▶ [İstenenler]:
a - Adaylarla ilgili metne göre Hakan Fidan hangi görevinden istifa etti?
b - Adaylarla ilgili metnin "Seçime doğru adaylar" sözcüklerinden başlayıp "ne bombalar patlayacak?..." sözcükleri de dahil olmak üzere bölümünü kelimesi kelimesine aktarın.

▶ [Metin alıntısı]:

━━━━━━━━━━

Seçime doğru adaylar
2015 genel seçimleri için Pazar kızışmaya başladı. Aday olmak isteyen bürokratlar bu hafta istifa edecekler. Bazıları geçen hafta istifa etti. Bu hafta istifa edecek isimlerle gündem hayli şenlikli geçeceğe benziyor. Hakan Fidan’ın MİT Müsteşarlığından istifasıyla geçen hafta sonu bir “bomba haber”le kapandı. Bakalım bu hafta daha ne bombalar patlayacak?...

━━━━━━━━━━

Veri kümesi satırları:
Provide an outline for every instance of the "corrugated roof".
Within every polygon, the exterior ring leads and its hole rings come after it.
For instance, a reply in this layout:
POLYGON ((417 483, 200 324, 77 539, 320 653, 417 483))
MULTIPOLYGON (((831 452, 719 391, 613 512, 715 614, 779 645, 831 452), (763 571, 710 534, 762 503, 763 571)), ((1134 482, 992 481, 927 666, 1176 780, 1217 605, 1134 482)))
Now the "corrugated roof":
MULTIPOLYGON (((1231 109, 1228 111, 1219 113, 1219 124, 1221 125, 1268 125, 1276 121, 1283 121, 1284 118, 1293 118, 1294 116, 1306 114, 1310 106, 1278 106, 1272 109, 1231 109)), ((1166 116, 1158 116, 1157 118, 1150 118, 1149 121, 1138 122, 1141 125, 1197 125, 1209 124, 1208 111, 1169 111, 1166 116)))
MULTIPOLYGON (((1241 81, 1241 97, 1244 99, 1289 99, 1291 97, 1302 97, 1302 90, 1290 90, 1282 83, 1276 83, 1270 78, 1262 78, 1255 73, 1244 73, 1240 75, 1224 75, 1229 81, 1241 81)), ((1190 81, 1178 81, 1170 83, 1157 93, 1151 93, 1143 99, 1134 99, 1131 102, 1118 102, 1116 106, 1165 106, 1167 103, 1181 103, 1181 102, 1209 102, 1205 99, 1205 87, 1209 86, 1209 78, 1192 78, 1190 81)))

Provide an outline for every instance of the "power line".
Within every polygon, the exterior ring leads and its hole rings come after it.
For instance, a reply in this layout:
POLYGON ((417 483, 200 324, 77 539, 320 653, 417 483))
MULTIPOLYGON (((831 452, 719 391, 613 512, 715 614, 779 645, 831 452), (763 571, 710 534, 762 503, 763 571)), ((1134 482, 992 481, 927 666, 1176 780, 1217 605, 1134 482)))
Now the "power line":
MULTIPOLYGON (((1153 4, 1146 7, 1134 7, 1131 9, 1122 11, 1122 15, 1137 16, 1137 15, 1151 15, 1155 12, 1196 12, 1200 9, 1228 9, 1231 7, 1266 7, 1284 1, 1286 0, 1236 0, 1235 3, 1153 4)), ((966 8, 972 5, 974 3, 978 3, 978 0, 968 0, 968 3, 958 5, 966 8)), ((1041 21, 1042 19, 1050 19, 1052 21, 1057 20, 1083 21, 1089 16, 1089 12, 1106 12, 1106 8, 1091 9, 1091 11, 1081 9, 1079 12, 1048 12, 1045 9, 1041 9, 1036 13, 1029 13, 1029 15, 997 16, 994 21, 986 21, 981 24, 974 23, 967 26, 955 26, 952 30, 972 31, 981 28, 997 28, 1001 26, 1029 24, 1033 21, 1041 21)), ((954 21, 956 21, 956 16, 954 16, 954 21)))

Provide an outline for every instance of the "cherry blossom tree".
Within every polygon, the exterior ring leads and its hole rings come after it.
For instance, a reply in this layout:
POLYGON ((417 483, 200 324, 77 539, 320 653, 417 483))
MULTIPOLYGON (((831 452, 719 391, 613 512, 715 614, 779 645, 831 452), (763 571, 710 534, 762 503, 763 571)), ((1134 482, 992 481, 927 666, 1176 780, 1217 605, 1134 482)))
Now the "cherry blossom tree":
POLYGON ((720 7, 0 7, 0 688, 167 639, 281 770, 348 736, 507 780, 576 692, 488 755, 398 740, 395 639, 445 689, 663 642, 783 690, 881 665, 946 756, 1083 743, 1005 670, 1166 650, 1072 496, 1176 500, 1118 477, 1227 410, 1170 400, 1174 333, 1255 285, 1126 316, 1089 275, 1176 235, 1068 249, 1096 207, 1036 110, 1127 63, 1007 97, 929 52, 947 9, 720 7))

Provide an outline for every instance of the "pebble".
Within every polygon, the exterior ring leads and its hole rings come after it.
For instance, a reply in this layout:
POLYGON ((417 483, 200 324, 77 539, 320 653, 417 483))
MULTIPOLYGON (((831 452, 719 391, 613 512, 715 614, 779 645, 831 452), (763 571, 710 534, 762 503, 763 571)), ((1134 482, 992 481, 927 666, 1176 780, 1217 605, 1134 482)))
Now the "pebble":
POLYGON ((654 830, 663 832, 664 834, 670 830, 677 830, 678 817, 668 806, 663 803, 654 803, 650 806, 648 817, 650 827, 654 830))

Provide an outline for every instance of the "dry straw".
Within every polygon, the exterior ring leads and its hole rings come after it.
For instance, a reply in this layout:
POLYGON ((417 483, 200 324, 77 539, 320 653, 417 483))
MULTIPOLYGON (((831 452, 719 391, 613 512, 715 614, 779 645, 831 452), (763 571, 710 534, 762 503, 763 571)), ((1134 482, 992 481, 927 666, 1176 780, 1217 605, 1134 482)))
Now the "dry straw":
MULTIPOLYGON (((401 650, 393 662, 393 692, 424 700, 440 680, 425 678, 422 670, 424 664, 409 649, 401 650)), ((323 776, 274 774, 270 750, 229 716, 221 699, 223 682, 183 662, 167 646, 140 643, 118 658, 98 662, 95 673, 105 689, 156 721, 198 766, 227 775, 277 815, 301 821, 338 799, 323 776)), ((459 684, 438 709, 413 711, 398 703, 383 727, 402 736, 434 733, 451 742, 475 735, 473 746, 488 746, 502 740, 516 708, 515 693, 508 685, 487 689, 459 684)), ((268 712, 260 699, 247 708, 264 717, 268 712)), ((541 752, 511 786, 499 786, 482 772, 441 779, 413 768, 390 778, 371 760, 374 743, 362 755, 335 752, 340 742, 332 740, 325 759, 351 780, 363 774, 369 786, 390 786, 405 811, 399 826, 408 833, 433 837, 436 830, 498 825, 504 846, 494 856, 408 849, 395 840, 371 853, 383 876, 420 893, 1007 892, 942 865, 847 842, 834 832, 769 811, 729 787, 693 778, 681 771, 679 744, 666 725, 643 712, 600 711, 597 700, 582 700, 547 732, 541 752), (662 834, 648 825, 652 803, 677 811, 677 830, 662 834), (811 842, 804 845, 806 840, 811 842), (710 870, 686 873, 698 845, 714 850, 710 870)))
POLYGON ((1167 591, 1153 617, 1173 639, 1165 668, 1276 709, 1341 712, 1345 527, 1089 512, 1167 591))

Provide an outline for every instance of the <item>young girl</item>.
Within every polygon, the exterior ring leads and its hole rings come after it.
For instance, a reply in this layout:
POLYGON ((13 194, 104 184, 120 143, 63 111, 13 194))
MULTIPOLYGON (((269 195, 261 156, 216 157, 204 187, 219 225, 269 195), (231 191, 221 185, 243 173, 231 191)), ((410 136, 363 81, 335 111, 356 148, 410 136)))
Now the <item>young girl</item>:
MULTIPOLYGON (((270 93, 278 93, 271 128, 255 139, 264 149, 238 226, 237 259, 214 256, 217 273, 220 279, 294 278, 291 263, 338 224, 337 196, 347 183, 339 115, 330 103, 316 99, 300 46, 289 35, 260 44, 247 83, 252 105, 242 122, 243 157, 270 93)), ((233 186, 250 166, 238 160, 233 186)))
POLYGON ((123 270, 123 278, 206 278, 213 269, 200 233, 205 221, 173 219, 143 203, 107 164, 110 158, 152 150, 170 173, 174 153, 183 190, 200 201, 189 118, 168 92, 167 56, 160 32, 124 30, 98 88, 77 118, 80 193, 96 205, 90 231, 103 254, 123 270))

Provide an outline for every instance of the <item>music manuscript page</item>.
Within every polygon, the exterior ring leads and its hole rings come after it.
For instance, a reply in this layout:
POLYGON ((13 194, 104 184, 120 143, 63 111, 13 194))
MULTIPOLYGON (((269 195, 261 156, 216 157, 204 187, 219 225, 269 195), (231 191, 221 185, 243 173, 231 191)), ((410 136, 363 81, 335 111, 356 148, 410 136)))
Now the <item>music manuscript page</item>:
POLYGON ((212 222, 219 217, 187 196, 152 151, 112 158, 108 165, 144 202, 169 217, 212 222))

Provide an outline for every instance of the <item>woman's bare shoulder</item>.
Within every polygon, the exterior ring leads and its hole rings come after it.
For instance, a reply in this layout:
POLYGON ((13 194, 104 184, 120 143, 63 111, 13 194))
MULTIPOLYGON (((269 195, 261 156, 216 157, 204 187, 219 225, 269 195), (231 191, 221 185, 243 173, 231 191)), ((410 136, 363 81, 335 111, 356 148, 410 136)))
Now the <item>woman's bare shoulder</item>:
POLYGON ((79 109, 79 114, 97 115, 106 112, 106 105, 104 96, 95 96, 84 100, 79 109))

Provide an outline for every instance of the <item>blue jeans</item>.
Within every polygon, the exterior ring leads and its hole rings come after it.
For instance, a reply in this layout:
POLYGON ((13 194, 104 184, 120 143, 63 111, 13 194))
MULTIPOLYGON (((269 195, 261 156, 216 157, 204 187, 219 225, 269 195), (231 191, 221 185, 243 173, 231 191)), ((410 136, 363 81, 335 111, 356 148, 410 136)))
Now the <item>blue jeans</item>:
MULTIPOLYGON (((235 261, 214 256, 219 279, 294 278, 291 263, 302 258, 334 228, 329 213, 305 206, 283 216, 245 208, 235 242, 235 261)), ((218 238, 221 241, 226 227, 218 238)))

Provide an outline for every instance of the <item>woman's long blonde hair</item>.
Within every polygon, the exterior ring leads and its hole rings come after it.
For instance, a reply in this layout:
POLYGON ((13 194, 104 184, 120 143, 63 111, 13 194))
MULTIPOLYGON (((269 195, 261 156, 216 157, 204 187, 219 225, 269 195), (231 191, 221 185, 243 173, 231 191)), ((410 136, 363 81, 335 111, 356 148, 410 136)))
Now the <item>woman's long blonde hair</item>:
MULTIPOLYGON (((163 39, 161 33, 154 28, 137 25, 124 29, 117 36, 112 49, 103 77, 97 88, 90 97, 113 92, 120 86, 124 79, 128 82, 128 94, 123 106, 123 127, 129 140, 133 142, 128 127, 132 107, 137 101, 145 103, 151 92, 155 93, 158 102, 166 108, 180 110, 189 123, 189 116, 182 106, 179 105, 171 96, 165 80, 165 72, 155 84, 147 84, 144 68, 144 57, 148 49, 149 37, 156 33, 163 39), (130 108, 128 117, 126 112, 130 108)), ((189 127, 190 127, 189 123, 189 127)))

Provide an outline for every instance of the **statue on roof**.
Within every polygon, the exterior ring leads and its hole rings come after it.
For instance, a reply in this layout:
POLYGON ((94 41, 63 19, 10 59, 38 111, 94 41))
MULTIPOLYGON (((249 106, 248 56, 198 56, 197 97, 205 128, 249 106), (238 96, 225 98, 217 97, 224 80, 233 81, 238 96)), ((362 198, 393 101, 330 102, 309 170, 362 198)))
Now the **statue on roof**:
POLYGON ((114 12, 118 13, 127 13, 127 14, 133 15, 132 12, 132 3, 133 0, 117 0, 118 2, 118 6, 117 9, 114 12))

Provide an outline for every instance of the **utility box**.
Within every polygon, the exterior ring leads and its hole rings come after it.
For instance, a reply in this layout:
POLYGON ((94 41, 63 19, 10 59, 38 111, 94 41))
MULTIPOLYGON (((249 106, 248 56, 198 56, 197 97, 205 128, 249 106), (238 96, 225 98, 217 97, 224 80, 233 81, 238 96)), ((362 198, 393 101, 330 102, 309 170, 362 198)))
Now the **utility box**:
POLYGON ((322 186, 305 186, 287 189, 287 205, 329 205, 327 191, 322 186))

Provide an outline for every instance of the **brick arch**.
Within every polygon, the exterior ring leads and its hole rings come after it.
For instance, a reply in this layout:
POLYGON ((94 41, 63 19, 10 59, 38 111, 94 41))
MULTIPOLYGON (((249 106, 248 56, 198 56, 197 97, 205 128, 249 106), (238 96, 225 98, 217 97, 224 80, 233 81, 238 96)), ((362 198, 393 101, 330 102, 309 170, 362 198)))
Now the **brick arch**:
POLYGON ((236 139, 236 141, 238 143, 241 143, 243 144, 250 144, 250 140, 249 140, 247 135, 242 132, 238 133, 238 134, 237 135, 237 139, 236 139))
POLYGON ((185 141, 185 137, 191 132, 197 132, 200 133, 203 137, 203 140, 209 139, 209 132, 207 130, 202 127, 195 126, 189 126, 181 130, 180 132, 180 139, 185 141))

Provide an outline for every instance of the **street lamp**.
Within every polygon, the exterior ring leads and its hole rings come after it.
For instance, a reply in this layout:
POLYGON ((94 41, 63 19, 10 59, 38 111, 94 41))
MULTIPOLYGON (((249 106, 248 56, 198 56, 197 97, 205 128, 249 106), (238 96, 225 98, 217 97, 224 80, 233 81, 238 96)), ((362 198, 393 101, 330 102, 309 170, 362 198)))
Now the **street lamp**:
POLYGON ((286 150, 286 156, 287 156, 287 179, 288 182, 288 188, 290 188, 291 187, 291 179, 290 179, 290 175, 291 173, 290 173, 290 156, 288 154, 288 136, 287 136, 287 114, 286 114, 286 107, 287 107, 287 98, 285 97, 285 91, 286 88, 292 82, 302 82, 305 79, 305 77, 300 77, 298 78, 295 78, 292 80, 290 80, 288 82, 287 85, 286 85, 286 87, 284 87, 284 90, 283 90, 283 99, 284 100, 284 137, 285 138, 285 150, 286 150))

━━━━━━━━━━

▶ [Çözülmüş görevler]:
a - MİT Müsteşarlığından istifa etti.

b -
Seçime doğru adaylar
2015 genel seçimleri için Pazar kızışmaya başladı. Aday olmak isteyen bürokratlar bu hafta istifa edecekler. Bazıları geçen hafta istifa etti. Bu hafta istifa edecek isimlerle gündem hayli şenlikli geçeceğe benziyor. Hakan Fidan’ın MİT Müsteşarlığından istifasıyla geçen hafta sonu bir “bomba haber”le kapandı. Bakalım bu hafta daha ne bombalar patlayacak?...